◆ **WHAT TO PRODUCE**: Copy out the book review below word for word, from start to finish.

◆ **EXCERPT PROVIDED**:
I've literally just finished reading this book and I'm overwhelmed. It's a book I wish I'd written, packed full of the little details that captivate me in real life -- the way that people still throw coins into water but don't know why, the shapes of the frozen sea, the joy of snow, light pouring over a city at sunrise. Green burials. Fenlands. The scream of a skull.
I can't recall who recommended this to me: I thought it might've been in the BSFA's Best Books of 2004 (Vector March/April '05) but can't find it there. But a while back I wrote down the title, and when I saw it in paperback I bought it.
It's juvenile SF: no, don't stop reading. It's not a book for children, though there's nothing too dreadful in it.
It's 2255, in a United States of Europe somewhat reshaped by rising seas and changing climate. The former British Isles are now the North Rhine Delta islands, and there's a group who call themselves Aborigines, who've turned to the past -- readopting ancient English names such as Shepherd, Turner, Mason -- and live in isolation on a reservation that used to be part of East Anglia.
The Europeans call them Oysters, when they're not listening.
A hurricane has swept the reservation, exposing human remains. Merrick Korda, a graduate assistant in an archaeology department (archaeology being 'the lost science', discredited for racialist and nationalist leanings) is involved in the dig, and in the subsequent politics centred on the skeleton of Parizo Man. Gradually he uncovers an unpleasant, deliberately-forgotten piece of history: gradually he realises that there is a way to prove the nature of Parizo Man and to accord the Aborigines more rights, protection, status. He's helped (at first grudgingly) by his boss; by an Aborigine ballerina named Frida Mason; by her uncle, the mayor of the Aborigine township of Briease.

◆ **DATA RECORDS**:
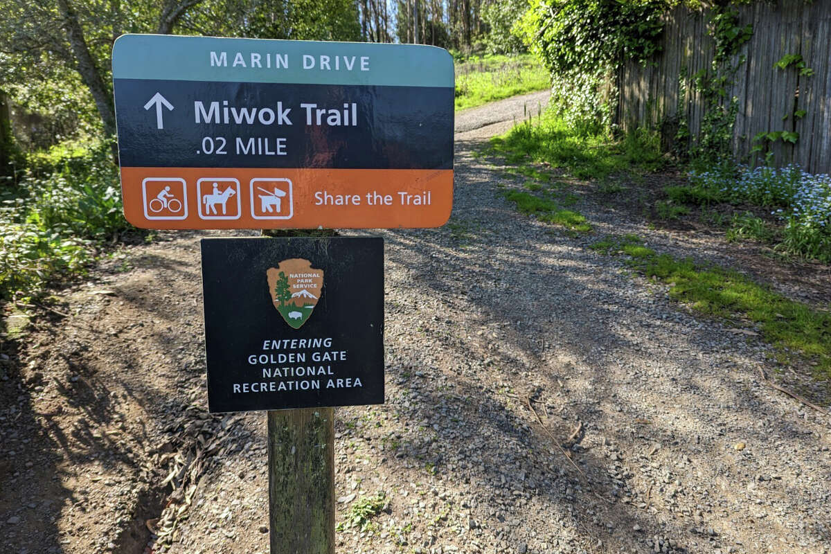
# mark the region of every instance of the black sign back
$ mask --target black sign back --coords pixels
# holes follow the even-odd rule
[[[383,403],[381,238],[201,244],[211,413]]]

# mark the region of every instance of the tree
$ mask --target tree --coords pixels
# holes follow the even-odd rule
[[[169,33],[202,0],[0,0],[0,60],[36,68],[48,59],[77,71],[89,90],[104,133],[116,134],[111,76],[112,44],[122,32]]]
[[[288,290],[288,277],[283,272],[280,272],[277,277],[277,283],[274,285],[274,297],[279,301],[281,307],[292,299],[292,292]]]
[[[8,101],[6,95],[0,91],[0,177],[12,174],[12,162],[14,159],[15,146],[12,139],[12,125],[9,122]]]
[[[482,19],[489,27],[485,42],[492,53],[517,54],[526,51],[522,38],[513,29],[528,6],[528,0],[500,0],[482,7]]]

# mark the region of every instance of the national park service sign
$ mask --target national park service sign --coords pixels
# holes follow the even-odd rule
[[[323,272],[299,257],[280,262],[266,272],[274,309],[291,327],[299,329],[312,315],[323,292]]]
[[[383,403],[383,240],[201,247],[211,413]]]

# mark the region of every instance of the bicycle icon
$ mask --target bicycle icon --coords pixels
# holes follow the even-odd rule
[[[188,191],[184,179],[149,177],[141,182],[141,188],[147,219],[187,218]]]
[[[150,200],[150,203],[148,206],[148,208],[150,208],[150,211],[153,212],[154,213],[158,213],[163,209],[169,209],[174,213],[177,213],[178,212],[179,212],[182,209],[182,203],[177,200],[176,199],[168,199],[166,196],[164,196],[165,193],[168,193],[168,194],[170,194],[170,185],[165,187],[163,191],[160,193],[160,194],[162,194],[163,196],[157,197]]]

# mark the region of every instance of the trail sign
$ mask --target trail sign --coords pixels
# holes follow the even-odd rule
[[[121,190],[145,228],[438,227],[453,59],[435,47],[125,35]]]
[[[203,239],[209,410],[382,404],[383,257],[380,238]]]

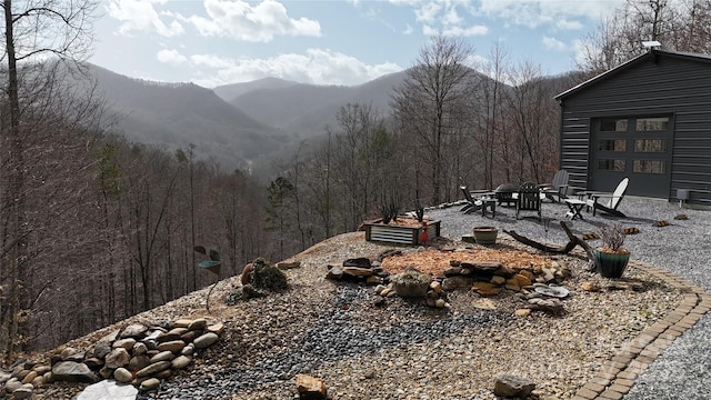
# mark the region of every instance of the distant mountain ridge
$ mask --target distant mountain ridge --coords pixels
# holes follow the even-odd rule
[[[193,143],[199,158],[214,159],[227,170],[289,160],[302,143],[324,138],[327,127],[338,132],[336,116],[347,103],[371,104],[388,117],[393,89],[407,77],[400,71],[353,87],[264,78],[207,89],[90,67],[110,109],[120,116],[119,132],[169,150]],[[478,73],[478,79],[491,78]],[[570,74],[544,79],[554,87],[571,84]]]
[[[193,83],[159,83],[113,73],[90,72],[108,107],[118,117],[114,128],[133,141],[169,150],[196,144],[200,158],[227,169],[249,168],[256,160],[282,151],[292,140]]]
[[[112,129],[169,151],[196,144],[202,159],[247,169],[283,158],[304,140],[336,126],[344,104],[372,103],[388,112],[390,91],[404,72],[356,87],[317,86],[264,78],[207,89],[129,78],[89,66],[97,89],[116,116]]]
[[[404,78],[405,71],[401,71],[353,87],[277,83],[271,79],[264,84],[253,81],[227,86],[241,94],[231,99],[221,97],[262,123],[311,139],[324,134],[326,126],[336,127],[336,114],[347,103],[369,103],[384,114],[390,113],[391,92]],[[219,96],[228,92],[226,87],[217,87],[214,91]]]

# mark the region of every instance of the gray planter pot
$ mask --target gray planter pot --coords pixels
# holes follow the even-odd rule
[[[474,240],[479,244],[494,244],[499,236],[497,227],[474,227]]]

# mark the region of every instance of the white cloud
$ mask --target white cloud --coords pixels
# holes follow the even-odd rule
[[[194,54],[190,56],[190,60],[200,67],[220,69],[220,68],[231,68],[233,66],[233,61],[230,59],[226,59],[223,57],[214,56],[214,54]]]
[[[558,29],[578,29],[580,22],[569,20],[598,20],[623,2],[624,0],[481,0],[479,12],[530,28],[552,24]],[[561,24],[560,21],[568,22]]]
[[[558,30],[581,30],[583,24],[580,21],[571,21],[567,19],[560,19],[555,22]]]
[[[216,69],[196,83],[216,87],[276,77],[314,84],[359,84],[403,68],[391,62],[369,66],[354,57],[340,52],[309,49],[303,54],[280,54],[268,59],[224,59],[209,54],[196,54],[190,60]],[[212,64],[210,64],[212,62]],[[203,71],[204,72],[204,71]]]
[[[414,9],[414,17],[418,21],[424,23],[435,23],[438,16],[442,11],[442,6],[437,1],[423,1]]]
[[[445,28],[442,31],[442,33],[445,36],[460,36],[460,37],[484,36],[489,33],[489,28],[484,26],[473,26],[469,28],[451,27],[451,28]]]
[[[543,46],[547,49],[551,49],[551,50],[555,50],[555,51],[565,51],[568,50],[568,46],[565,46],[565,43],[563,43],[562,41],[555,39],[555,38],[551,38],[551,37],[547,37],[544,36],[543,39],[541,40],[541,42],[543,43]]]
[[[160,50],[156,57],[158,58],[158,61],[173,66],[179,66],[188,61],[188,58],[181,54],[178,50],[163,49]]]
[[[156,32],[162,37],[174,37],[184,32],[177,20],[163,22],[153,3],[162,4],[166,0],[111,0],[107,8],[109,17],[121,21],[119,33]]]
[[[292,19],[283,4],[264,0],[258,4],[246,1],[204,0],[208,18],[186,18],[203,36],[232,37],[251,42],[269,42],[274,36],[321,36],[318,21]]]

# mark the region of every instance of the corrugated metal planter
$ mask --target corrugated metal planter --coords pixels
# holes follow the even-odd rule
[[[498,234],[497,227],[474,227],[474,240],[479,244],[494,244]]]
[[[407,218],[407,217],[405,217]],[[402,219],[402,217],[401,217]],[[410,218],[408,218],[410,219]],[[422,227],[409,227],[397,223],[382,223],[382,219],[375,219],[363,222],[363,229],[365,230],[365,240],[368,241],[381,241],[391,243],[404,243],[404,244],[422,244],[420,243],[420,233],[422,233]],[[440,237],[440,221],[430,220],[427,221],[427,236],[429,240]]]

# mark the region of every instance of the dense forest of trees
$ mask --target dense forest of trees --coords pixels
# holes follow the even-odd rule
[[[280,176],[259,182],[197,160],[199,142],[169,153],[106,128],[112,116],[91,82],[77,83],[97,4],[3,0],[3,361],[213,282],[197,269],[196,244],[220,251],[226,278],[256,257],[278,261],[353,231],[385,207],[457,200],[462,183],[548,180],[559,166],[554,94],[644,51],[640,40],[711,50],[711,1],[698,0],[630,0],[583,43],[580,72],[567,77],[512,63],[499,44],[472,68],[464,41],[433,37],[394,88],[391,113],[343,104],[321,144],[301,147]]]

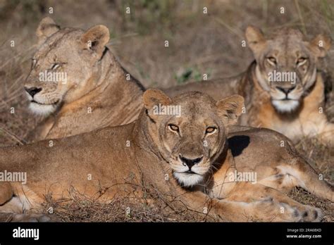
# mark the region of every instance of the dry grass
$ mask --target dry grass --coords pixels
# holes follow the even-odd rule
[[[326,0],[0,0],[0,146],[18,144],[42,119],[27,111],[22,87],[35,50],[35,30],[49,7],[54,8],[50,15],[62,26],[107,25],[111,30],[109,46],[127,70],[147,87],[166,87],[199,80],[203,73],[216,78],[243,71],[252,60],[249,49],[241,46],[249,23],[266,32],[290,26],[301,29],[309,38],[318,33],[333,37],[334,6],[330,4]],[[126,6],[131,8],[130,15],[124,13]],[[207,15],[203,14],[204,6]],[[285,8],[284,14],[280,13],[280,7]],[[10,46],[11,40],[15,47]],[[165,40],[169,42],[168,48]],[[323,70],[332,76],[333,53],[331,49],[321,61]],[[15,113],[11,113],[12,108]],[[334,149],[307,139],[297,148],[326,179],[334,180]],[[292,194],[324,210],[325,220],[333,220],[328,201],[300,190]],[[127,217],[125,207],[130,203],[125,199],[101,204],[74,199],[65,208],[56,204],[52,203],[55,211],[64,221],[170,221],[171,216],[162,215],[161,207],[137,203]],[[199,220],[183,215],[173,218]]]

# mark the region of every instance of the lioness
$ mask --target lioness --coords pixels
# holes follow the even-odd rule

==

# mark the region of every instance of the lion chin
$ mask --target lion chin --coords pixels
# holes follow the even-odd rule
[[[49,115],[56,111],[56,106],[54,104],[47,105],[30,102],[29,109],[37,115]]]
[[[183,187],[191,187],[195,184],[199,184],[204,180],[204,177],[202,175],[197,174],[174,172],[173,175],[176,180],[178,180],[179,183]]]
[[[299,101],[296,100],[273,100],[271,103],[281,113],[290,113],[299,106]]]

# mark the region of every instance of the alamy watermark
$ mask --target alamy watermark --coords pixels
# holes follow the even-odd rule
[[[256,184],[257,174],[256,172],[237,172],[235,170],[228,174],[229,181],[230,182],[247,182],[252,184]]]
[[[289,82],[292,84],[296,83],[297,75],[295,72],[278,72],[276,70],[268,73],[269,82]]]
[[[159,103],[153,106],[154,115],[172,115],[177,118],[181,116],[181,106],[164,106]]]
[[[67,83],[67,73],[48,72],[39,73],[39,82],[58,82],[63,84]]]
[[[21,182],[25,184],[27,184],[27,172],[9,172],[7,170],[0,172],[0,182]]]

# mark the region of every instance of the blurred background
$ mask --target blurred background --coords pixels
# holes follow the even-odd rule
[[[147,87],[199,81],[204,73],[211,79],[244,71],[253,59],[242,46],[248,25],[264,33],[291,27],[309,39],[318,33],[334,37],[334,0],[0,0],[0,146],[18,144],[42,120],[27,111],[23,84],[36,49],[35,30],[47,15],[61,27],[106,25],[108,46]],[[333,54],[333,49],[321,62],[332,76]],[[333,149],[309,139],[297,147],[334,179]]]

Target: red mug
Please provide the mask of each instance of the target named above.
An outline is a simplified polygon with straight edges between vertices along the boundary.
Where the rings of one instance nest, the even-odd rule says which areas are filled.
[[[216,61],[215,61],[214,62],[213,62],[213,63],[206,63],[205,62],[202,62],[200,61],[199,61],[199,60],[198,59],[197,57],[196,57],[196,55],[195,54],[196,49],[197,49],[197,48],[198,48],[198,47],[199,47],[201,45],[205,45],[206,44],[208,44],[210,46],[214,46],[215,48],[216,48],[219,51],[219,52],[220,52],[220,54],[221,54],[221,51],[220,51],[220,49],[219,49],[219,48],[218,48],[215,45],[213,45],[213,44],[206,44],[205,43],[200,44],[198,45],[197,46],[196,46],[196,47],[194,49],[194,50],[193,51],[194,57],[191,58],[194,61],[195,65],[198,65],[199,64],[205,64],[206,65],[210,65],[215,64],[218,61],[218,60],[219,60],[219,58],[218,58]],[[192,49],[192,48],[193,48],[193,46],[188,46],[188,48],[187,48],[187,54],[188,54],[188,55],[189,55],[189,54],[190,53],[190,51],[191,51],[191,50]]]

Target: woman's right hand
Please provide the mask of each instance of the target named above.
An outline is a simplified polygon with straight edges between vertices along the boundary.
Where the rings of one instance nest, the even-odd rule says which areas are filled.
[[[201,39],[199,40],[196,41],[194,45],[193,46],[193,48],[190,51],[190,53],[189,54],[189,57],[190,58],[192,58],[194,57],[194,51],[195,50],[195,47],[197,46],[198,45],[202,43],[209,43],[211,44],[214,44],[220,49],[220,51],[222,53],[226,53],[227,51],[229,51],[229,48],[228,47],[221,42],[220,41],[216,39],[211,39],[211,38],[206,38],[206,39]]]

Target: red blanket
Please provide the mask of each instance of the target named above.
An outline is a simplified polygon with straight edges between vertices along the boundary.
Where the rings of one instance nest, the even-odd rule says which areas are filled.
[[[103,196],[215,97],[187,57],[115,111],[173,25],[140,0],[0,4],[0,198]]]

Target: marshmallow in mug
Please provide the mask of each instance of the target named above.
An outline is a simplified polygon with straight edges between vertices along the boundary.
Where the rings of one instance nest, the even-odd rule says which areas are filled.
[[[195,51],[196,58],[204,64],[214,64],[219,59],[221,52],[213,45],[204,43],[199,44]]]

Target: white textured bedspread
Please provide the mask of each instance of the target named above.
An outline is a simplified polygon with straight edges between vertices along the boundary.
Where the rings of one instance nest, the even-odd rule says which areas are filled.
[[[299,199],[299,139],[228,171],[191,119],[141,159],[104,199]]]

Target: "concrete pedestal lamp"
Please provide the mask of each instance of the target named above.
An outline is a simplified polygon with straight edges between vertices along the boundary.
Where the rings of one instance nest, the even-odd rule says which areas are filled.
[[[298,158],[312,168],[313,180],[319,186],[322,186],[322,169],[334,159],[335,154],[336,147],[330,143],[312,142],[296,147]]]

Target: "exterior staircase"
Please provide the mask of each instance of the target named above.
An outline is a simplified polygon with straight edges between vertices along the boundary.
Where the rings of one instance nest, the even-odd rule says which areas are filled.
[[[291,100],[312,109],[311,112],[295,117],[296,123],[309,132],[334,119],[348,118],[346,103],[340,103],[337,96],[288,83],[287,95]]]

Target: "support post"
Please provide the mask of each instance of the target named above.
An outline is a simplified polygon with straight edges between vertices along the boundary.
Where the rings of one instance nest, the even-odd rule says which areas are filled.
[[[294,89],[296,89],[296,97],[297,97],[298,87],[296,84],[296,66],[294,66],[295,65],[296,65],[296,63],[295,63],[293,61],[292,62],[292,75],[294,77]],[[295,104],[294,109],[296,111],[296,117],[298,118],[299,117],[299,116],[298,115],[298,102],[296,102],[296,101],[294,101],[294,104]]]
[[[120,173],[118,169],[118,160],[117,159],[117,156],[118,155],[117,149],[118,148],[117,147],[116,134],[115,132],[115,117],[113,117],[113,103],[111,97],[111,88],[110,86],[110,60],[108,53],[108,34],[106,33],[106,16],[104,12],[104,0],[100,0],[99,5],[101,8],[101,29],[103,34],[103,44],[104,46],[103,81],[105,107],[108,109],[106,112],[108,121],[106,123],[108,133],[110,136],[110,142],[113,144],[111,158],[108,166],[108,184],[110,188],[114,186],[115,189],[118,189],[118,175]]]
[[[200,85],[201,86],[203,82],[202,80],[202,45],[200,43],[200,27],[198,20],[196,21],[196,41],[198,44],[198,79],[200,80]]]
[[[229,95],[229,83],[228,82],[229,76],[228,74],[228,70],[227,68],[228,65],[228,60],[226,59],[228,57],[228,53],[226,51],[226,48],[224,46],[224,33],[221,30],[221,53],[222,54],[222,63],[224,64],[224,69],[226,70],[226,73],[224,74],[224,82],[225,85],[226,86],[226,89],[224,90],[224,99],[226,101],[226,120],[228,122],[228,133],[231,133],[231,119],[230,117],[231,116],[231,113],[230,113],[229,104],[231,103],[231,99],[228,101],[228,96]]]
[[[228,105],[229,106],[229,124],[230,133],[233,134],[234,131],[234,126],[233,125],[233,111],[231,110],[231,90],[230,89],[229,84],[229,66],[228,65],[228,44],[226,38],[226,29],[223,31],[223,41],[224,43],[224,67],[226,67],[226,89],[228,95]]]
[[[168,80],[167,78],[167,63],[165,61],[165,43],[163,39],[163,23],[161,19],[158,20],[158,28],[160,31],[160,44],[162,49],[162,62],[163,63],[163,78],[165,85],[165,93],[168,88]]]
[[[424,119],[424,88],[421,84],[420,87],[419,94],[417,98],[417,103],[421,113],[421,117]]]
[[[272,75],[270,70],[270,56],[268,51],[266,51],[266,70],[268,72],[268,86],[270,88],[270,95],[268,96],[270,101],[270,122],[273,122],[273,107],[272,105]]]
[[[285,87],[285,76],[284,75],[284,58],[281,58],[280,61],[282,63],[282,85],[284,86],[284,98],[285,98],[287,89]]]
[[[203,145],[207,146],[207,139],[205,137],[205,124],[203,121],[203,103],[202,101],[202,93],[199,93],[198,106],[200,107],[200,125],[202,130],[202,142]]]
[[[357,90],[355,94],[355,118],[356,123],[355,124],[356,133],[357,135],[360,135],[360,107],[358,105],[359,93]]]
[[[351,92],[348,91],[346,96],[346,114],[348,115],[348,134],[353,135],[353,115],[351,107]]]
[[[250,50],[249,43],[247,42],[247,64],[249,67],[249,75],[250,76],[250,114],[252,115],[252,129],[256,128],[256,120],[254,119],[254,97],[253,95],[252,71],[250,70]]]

...

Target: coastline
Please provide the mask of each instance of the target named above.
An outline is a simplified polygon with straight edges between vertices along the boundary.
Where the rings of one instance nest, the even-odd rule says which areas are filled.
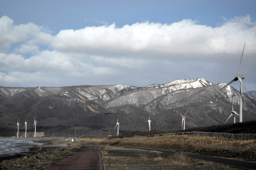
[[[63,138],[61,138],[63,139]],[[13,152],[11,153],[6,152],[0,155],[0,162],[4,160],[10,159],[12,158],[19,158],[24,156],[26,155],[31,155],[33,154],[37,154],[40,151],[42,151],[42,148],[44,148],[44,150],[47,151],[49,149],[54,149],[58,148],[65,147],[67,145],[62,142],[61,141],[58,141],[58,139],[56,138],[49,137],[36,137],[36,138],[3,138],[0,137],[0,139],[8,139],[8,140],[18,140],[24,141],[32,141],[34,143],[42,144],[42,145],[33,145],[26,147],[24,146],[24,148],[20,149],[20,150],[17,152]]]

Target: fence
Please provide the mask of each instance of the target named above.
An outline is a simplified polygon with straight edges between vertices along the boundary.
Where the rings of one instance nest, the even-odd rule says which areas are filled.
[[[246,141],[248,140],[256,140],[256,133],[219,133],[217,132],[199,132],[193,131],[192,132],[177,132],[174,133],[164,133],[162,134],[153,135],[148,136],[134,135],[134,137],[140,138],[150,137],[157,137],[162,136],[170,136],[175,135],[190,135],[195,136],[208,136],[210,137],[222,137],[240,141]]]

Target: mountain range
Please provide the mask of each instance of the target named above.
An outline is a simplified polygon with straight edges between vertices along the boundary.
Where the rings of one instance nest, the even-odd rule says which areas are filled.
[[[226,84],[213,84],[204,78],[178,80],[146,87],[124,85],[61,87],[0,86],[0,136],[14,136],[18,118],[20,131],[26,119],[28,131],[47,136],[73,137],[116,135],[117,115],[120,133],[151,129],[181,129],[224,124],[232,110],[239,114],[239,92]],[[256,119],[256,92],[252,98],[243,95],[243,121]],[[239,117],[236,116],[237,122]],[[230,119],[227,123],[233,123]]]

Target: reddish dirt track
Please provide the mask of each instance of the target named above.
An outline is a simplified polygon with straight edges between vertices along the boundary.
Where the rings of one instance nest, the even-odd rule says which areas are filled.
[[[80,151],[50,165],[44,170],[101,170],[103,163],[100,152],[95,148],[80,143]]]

◆ **EXERCISE RESULT**:
I've literally just finished reading this book and I'm overwhelmed. It's a book I wish I'd written, packed full of the little details that captivate me in real life -- the way that people still throw coins into water but don't know why, the shapes of the frozen sea, the joy of snow, light pouring over a city at sunrise. Green burials. Fenlands. The scream of a skull.
I can't recall who recommended this to me: I thought it might've been in the BSFA's Best Books of 2004 (Vector March/April '05) but can't find it there. But a while back I wrote down the title, and when I saw it in paperback I bought it.
It's juvenile SF: no, don't stop reading. It's not a book for children, though there's nothing too dreadful in it.
It's 2255, in a United States of Europe somewhat reshaped by rising seas and changing climate. The former British Isles are now the North Rhine Delta islands, and there's a group who call themselves Aborigines, who've turned to the past -- readopting ancient English names such as Shepherd, Turner, Mason -- and live in isolation on a reservation that used to be part of East Anglia.
The Europeans call them Oysters, when they're not listening.
A hurricane has swept the reservation, exposing human remains. Merrick Korda, a graduate assistant in an archaeology department (archaeology being 'the lost science', discredited for racialist and nationalist leanings) is involved in the dig, and in the subsequent politics centred on the skeleton of Parizo Man. Gradually he uncovers an unpleasant, deliberately-forgotten piece of history: gradually he realises that there is a way to prove the nature of Parizo Man and to accord the Aborigines more rights, protection, status. He's helped (at first grudgingly) by his boss; by an Aborigine ballerina named Frida Mason; by her uncle, the mayor of the Aborigine township of Briease.